* Text for analysis
::::::::

Some of us wash the dishes as soon as we're done eating, schedule our next teeth cleaning on the way out of our last visit, do our homework and get expense reports in on time.
This isn't you, right? Well, then, we're sorry to say that a new study finds that people who procrastinate can be three times more likely to have trouble sleeping.
“And the worse the procrastination, the worse the sleep complaint,” study author Ilana Hairston, a senior lecturer at the Tel Aviv Yafo Academic College, told The Huffington Post.
“The worse the procrastination, the worse the sleep complaint.”
But here’s the good news: Hairston suspects it’s the process of procrastination that leads to sleep troubles. The culprit behind your trouble in bed may be the negative energy you spend worrying about that totally blank word document or unresolved email chain. It’s likely that those pangs of “I should have done that already” weighing on our conscience add to sleep trouble, Hairston explained.
She and her colleagues asked 598 people questions about how much they tend to procrastinate and how well they tend to sleep. Those who said they procrastinated the most were one and a half to three times more likely to have clinically significant insomnia symptoms than those who said they procrastinated less.
The study also showed that it was the early birds who definitely get the worm.
Participants also answered questions about whether they tend to be night owls or morning types. The 64 people in the study who reported going to bed earlier at night and waking up earlier in the morning also reported not procrastinating as much and not having as many sleep complaints as the night owls.

::::::::

(Data records)
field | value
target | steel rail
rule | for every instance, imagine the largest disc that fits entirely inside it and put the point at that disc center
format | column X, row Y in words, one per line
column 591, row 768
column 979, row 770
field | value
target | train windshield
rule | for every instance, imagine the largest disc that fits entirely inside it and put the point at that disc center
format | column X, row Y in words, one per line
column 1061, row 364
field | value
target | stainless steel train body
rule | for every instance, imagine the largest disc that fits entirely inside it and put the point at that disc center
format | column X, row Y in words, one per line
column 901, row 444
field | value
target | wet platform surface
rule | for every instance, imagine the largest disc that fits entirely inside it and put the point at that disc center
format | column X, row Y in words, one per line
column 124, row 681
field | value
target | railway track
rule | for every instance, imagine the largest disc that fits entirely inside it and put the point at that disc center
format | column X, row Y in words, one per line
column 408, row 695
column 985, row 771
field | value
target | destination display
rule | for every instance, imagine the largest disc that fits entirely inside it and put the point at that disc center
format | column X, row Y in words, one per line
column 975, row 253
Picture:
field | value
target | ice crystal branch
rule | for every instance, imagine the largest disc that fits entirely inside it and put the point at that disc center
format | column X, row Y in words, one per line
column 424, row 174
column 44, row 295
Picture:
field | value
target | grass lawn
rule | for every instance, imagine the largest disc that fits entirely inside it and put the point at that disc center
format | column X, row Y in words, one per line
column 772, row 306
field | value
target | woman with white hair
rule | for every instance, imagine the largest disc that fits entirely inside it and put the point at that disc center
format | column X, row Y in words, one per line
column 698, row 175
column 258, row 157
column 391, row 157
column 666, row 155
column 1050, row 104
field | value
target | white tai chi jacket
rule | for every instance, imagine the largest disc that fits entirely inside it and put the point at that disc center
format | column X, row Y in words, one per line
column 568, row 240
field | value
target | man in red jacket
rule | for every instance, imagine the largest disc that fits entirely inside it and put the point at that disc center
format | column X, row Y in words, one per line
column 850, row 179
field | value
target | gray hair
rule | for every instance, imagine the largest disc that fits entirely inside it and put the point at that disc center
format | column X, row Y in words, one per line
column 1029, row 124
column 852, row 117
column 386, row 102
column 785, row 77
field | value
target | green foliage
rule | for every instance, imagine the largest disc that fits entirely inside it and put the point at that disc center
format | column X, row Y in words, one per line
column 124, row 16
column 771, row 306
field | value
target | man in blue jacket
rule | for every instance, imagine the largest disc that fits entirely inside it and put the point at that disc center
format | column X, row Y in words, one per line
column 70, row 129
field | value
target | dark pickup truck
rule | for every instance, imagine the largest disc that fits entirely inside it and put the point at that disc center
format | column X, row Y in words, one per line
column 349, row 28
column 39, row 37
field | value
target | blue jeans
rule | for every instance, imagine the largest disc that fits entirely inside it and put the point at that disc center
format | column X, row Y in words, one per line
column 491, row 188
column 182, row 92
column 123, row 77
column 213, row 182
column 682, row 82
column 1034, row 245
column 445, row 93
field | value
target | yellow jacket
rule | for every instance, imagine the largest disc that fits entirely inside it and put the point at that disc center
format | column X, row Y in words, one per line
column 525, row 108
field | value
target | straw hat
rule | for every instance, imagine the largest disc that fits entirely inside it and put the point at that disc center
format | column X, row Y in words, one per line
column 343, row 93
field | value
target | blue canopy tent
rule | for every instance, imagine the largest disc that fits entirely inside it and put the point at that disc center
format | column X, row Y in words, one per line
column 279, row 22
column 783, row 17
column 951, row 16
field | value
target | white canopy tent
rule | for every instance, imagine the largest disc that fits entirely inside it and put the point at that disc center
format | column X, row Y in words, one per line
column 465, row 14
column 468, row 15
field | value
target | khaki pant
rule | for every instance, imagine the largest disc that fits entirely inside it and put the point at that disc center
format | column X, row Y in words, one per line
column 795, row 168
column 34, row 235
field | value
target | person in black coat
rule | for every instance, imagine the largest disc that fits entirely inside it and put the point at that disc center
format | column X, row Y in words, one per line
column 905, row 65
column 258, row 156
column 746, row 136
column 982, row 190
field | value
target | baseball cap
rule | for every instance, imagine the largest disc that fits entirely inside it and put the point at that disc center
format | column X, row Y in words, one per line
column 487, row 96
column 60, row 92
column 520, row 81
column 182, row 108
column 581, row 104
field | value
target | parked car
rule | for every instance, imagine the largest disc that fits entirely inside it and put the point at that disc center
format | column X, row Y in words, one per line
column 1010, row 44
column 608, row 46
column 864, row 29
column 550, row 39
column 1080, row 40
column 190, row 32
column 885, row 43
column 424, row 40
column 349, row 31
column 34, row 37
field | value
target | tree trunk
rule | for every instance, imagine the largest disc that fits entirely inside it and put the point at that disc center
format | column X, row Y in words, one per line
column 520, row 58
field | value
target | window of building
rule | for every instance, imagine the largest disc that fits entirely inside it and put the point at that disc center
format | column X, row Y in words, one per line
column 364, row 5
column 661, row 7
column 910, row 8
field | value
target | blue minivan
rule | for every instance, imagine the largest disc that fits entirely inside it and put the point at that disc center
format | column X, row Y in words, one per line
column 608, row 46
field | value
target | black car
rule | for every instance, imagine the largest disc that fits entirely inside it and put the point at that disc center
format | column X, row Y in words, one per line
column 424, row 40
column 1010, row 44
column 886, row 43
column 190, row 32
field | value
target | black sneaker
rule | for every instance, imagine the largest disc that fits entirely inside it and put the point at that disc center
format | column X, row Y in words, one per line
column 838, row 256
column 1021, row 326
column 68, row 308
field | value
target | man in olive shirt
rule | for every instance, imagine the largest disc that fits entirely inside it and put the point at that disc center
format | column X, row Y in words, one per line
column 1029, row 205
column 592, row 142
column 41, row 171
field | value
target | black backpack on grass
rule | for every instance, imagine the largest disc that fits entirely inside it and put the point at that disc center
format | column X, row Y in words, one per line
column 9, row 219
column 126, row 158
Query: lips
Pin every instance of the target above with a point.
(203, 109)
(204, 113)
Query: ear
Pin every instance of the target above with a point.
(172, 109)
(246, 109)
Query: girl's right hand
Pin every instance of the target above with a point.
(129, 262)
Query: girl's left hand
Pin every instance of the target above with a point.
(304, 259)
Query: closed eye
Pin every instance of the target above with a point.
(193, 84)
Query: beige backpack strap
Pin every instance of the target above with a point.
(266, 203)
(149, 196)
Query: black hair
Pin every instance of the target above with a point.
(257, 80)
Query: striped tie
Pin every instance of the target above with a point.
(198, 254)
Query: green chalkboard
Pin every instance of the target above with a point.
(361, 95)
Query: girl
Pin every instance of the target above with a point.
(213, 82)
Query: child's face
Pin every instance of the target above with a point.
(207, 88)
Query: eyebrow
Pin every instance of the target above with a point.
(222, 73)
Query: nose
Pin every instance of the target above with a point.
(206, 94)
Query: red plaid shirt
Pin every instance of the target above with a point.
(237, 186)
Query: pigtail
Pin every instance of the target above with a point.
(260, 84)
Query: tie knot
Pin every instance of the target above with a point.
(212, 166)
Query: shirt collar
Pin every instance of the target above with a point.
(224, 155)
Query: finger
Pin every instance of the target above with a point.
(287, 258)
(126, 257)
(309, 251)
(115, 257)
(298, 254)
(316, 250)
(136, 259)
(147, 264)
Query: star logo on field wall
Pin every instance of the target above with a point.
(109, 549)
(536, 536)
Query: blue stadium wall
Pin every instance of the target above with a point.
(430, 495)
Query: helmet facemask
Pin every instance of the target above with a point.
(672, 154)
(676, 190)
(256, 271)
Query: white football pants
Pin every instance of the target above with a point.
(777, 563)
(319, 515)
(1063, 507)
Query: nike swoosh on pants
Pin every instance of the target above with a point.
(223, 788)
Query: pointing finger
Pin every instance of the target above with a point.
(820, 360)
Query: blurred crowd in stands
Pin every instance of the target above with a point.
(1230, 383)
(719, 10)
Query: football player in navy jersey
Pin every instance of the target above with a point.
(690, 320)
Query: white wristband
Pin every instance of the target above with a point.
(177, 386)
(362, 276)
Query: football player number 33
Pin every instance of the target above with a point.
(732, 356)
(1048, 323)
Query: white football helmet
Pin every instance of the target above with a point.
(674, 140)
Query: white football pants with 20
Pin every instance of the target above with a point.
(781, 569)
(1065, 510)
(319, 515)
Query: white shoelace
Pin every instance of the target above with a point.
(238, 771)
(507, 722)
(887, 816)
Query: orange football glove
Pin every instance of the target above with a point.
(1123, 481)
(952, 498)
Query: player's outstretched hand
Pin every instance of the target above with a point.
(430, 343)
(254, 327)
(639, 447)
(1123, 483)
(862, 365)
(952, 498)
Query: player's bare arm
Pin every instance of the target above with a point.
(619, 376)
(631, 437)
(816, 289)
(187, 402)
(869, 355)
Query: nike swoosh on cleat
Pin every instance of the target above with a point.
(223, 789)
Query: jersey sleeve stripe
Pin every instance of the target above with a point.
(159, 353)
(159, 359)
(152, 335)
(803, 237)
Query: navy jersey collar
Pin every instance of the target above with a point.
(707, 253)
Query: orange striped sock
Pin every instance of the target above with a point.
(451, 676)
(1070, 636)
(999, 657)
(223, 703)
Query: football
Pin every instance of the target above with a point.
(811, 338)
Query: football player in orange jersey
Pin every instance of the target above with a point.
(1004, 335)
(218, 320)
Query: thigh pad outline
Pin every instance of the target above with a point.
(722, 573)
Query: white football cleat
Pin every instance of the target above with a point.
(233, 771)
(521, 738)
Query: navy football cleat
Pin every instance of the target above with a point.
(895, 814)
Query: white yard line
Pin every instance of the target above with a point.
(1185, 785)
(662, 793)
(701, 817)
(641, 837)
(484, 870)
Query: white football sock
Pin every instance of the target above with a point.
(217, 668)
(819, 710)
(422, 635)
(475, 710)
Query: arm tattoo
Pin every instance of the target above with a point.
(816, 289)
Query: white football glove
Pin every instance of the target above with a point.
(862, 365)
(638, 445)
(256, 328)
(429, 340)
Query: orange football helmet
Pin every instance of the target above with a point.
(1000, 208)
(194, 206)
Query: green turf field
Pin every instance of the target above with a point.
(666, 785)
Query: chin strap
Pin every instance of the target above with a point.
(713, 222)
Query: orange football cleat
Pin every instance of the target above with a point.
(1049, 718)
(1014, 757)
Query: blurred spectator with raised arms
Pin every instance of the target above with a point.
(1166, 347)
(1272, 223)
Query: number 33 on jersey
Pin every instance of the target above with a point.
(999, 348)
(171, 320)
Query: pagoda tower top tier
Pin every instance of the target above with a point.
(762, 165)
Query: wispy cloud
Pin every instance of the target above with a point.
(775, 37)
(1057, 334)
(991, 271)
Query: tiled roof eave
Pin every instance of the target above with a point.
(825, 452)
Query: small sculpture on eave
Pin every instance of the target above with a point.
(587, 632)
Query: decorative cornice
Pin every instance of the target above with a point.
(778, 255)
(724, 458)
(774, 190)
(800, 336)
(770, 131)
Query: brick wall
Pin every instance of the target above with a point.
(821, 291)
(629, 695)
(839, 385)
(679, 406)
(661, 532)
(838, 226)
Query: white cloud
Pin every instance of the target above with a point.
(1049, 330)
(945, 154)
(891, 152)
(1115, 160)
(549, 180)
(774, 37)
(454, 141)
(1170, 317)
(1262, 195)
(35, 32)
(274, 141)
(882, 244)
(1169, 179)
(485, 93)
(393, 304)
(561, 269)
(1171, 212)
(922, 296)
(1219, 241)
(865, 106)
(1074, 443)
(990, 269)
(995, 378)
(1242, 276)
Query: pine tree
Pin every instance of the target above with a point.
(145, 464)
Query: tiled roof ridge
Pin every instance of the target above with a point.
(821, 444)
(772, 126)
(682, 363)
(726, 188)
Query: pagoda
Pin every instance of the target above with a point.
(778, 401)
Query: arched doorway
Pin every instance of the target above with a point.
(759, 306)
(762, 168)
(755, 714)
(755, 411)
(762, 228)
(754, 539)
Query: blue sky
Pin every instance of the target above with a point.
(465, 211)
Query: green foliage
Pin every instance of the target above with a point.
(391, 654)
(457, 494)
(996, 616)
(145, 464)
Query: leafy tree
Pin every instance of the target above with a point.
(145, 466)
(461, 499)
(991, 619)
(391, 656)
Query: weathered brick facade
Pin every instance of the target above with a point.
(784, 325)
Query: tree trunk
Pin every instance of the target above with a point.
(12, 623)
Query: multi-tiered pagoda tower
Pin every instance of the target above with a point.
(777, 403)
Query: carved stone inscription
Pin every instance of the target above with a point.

::::::::

* Task directions
Update the part of the article on procrastination and sleep from "But here’s the" up to and including "they procrastinated less." by writing it out with "sleeplessness" in place of "insomnia".

* Solution
But here’s the good news: Hairston suspects it’s the process of procrastination that leads to sleep troubles. The culprit behind your trouble in bed may be the negative energy you spend worrying about that totally blank word document or unresolved email chain. It’s likely that those pangs of “I should have done that already” weighing on our conscience add to sleep trouble, Hairston explained.
She and her colleagues asked 598 people questions about how much they tend to procrastinate and how well they tend to sleep. Those who said they procrastinated the most were one and a half to three times more likely to have clinically significant sleeplessness symptoms than those who said they procrastinated less.